-- Opening Marker --
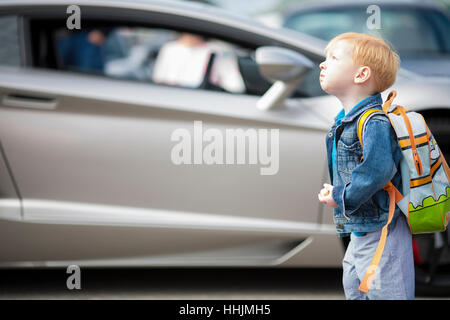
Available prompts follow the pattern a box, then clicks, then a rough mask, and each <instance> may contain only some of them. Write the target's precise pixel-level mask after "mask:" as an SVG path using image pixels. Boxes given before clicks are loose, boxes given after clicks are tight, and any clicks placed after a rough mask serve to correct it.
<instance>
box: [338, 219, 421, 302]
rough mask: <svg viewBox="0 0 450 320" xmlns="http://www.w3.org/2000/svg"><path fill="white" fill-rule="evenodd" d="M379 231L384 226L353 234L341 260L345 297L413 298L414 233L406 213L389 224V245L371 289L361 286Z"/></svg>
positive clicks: (387, 238) (376, 243)
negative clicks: (373, 230)
mask: <svg viewBox="0 0 450 320" xmlns="http://www.w3.org/2000/svg"><path fill="white" fill-rule="evenodd" d="M380 235H381V230H378V231H373V232H367V234H366V235H365V236H361V237H357V236H355V235H354V234H353V233H352V234H351V240H350V243H349V245H348V247H347V251H346V252H345V256H344V260H343V261H342V266H343V279H342V282H343V285H344V291H345V297H346V298H347V299H349V300H413V299H414V259H413V251H412V235H411V231H410V230H409V226H408V223H407V221H406V217H405V216H404V215H403V214H401V215H400V216H399V217H398V219H397V221H396V222H395V225H391V226H389V232H388V236H387V239H386V246H385V248H384V252H383V255H382V256H381V260H380V264H379V266H378V269H377V272H376V273H375V276H374V278H373V281H372V285H371V288H370V290H369V293H367V294H366V293H364V292H361V291H359V290H358V287H359V284H360V282H361V280H362V279H363V277H364V275H365V272H366V270H367V268H368V267H369V265H370V262H371V261H372V258H373V255H374V253H375V250H376V248H377V245H378V241H379V239H380Z"/></svg>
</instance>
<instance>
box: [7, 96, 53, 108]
mask: <svg viewBox="0 0 450 320" xmlns="http://www.w3.org/2000/svg"><path fill="white" fill-rule="evenodd" d="M2 105H4V106H7V107H18V108H32V109H46V110H54V109H56V106H57V105H58V101H57V100H56V99H55V98H48V97H41V96H34V95H25V94H4V95H3V97H2Z"/></svg>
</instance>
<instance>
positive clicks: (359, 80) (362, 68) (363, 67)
mask: <svg viewBox="0 0 450 320" xmlns="http://www.w3.org/2000/svg"><path fill="white" fill-rule="evenodd" d="M371 76H372V70H370V68H369V67H368V66H362V67H360V68H359V69H358V71H357V72H356V75H355V77H354V79H353V81H354V82H355V83H364V82H366V81H367V80H369V78H370V77H371Z"/></svg>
-- Closing Marker --
Every entry above needs to be retyped exactly; drop the pictures.

OUTPUT BELOW
Available prompts follow the pattern a box, then clicks, then a rough mask, and each <instance> may contain only some of them. Write the target's precise pixel-level mask after "mask:" as an SVG path using image pixels. Boxes given before clicks are loose, boxes given after clicks are tight, and any clicks placed after a rough mask serve to correct it.
<instance>
box: [338, 219, 421, 302]
rough mask: <svg viewBox="0 0 450 320" xmlns="http://www.w3.org/2000/svg"><path fill="white" fill-rule="evenodd" d="M379 231L384 226L353 234L341 260L345 297L413 298L414 233L406 213L389 224V245L371 289L361 286Z"/></svg>
positive clicks: (387, 238) (376, 243)
negative clicks: (373, 230)
mask: <svg viewBox="0 0 450 320" xmlns="http://www.w3.org/2000/svg"><path fill="white" fill-rule="evenodd" d="M380 235H381V230H378V231H373V232H367V234H366V235H365V236H361V237H357V236H355V235H354V234H353V233H352V234H351V240H350V243H349V245H348V247H347V251H346V252H345V256H344V260H343V261H342V266H343V279H342V282H343V285H344V291H345V297H346V298H347V299H349V300H413V299H414V259H413V251H412V235H411V231H410V230H409V226H408V223H407V221H406V217H405V216H404V215H403V214H401V215H400V216H399V217H398V219H397V221H396V222H395V225H391V226H389V232H388V236H387V239H386V246H385V248H384V252H383V255H382V256H381V260H380V264H379V266H378V269H377V272H376V273H375V276H374V278H373V281H372V285H371V288H370V290H369V293H367V294H366V293H364V292H361V291H359V290H358V287H359V284H360V282H361V280H362V279H363V277H364V275H365V272H366V270H367V268H368V267H369V265H370V262H371V261H372V258H373V255H374V253H375V250H376V248H377V245H378V241H379V239H380Z"/></svg>
</instance>
<instance>
box: [7, 96, 53, 108]
mask: <svg viewBox="0 0 450 320" xmlns="http://www.w3.org/2000/svg"><path fill="white" fill-rule="evenodd" d="M2 105H4V106H7V107H18V108H32V109H46V110H54V109H56V106H57V105H58V101H57V100H56V99H55V98H48V97H41V96H34V95H25V94H4V95H3V97H2Z"/></svg>
</instance>
<instance>
positive clicks: (359, 80) (362, 68) (363, 67)
mask: <svg viewBox="0 0 450 320" xmlns="http://www.w3.org/2000/svg"><path fill="white" fill-rule="evenodd" d="M371 76H372V70H370V68H369V67H368V66H362V67H360V68H359V69H358V71H357V72H356V75H355V77H354V79H353V81H354V82H355V83H364V82H366V81H367V80H369V78H370V77H371Z"/></svg>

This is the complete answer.